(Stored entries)
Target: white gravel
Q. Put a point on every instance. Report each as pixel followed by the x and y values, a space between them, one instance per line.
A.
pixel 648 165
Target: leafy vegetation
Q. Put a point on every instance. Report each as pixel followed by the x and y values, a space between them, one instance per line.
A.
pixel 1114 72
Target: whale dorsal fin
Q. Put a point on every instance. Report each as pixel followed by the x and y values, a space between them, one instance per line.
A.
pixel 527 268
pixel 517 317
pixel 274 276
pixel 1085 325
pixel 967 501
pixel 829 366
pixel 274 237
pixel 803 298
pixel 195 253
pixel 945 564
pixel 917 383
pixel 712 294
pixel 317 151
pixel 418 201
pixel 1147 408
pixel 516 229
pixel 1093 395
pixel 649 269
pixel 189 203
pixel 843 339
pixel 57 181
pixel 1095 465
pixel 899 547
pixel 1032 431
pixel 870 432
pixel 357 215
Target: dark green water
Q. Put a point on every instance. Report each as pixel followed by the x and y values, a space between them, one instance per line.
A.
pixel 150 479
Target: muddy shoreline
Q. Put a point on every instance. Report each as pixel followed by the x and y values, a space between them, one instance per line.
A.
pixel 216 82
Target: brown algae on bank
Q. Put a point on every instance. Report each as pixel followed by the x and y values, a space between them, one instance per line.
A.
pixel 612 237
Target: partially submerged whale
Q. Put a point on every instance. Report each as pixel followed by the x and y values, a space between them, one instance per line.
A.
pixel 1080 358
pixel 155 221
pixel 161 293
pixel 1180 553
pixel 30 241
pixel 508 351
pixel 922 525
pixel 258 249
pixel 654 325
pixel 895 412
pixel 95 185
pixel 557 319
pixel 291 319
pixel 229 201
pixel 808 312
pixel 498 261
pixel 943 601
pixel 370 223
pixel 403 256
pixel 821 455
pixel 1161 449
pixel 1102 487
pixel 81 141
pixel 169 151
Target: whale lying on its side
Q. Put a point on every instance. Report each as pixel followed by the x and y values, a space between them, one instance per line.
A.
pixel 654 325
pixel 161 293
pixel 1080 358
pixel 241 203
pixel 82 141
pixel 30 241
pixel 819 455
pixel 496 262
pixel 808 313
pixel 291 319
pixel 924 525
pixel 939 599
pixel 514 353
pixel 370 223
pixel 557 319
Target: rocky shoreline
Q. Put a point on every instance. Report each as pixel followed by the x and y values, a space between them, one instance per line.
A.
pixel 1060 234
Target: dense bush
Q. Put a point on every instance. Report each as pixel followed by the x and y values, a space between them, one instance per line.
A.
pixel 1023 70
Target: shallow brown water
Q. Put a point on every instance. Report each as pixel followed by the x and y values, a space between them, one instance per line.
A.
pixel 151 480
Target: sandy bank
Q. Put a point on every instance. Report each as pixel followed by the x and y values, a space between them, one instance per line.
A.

Goal ▸ Arrange every line of the material above as a numbered list, leaving out any blank lines.

Written answer ▸
1. Target: white gravel
2. Q. Put a point on every instance. Report each as pixel followed by the x and y values, a space between them, one instance per line.
3. A.
4. pixel 648 165
5. Target: leafy vegetation
6. Q. Put a point on every instance. Report each as pixel followed by the x and y values, a space between them, one instance per line.
7. A.
8. pixel 1114 72
9. Target: whale dorsal fin
10. Q. Put a point on every instance. Report each as pixel followed by the x and y values, a space between them, one instance per line.
11. A.
12. pixel 527 268
13. pixel 517 317
14. pixel 274 276
15. pixel 1085 325
16. pixel 967 501
17. pixel 829 366
18. pixel 274 237
19. pixel 803 298
20. pixel 195 253
21. pixel 945 564
22. pixel 917 383
23. pixel 712 294
24. pixel 317 151
25. pixel 418 201
26. pixel 1147 408
27. pixel 516 229
28. pixel 1093 395
29. pixel 649 269
30. pixel 189 203
31. pixel 843 339
32. pixel 57 181
33. pixel 1095 465
34. pixel 899 547
35. pixel 1032 431
36. pixel 870 432
37. pixel 357 215
38. Target: dark green water
39. Q. Put a point on every instance. Report each as pixel followed by the x and y values, a space between them, one instance per line.
40. A.
41. pixel 150 479
42. Target: muddy shoreline
43. Q. Put a point on every instance. Report each as pixel followed by the x and y values, a space between them, one instance per line.
44. A.
45. pixel 216 82
46. Target: brown algae on bank
47. Q. Put a point on every instance. Report each as pixel followed by the x and y values, a space between them, one instance per line.
48. A.
49. pixel 612 237
50. Target: partially submerged whale
51. Q. Put a point on every instance. Report each as pixel followed by the x and y values, a space between them, one instance per line.
52. A.
53. pixel 1080 358
54. pixel 155 221
55. pixel 161 293
56. pixel 1180 553
57. pixel 30 241
58. pixel 508 351
59. pixel 922 525
60. pixel 258 249
61. pixel 654 325
62. pixel 895 412
63. pixel 95 185
64. pixel 557 319
65. pixel 291 319
66. pixel 229 201
67. pixel 808 312
68. pixel 498 261
69. pixel 943 601
70. pixel 370 223
71. pixel 403 256
72. pixel 821 455
73. pixel 1161 449
74. pixel 1102 487
75. pixel 81 141
76. pixel 169 151
77. Target: whale lying on its side
78. Q. Put a point on every instance. Report each as pixel followed by the x and y values, a space between them, one instance per line.
79. A.
80. pixel 654 325
81. pixel 161 293
82. pixel 1080 358
83. pixel 241 203
84. pixel 82 141
85. pixel 30 241
86. pixel 819 455
87. pixel 496 262
88. pixel 808 313
89. pixel 291 319
90. pixel 924 525
91. pixel 939 599
92. pixel 514 353
93. pixel 370 223
94. pixel 557 319
95. Target: rocky shoreline
96. Q. Put a point on every instance. Report each as pixel followed by the x and y values, a space between them, one instance per line.
97. A.
98. pixel 1060 234
99. Target: dense bush
100. Q. Put a point on every instance. Report each as pixel followed by the x and y values, a space between them, one instance per line.
101. A.
102. pixel 1023 70
103. Target: shallow brown water
104. Q. Put a point on every instance. Report each as pixel followed by the x and y values, a space between them, one instance per line.
105. A.
106. pixel 151 480
107. Target: sandy bank
108. Q. Put a point on every instance. Report each as pixel followed by the x and y values, a space between them, one instance per line.
109. A.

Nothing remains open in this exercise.